Start Entries supplied

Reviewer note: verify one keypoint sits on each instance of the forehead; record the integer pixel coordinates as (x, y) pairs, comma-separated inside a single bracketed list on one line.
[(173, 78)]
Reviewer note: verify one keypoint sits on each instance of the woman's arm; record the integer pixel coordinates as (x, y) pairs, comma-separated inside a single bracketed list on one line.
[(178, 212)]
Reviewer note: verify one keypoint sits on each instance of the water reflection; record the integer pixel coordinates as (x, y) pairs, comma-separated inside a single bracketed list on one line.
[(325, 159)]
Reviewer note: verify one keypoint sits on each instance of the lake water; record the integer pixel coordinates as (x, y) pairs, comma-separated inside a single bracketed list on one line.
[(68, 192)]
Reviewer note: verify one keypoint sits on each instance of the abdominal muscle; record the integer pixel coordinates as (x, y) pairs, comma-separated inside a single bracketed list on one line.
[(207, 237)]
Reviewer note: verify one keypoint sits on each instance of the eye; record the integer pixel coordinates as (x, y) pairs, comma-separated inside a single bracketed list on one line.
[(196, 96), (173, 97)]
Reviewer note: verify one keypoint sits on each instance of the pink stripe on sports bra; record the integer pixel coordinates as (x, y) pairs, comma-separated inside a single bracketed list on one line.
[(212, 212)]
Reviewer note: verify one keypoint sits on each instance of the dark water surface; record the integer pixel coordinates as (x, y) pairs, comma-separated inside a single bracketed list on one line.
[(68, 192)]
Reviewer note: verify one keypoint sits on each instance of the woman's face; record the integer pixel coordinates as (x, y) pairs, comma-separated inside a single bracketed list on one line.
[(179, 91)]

End Entries supplied

## What to do
Rewrite all of the lines above, swapping "keypoint" for "marker" wherever it occurs and leaving everything else unchanged.

## Exercise result
Reviewer note: verify one marker sits on each instance of the forehead; record the integer pixel coordinates as (x, y) pairs, comma-separated inside a single bracketed list on one line.
[(173, 78)]
Reviewer note: verify one marker sits on each instance of the woman's arm; record the integer pixel coordinates as (x, y) pairs, comma-separated inside a single bracketed list on one line.
[(178, 212)]
Reviewer note: verify one marker sits on each instance of the water reflection; record the integer pixel coordinates as (x, y) pairs, comma-separated inside a single bracketed list on one line.
[(325, 159)]
Reviewer note: verify one marker sits on each instance of the lake water; record the integer pixel coordinates as (x, y) pairs, comma-separated inside a single bracketed list on one line.
[(68, 192)]
Reviewer note: verify one marker sits on each instance of the abdominal muscle; record the integer pixel coordinates as (x, y) pairs, comma-separated inside a single bracketed list on one line.
[(207, 237)]
Reviewer note: verify one marker sits on each instance of the eye; record the integer pixel coordinates as (x, y) pairs, comma-separated inside a single bracketed list on one line.
[(196, 96), (173, 97)]
Reviewer note: verify one marker sits on each instance of the pink stripe on sports bra; record the integer pixel coordinates as (x, y) pairs, comma-separated inside a single bracketed list on one line.
[(212, 212)]
Reviewer note: verify one marker sits on each instance of the dark water surface; record the integer pixel coordinates as (x, y) pairs, comma-separated inside a single bracketed list on one line.
[(68, 192)]
Reviewer note: verify one marker sits on each instance of the woman's face; record the integer pixel coordinates as (x, y) pairs, comma-separated inside a single bracketed list on one line.
[(179, 91)]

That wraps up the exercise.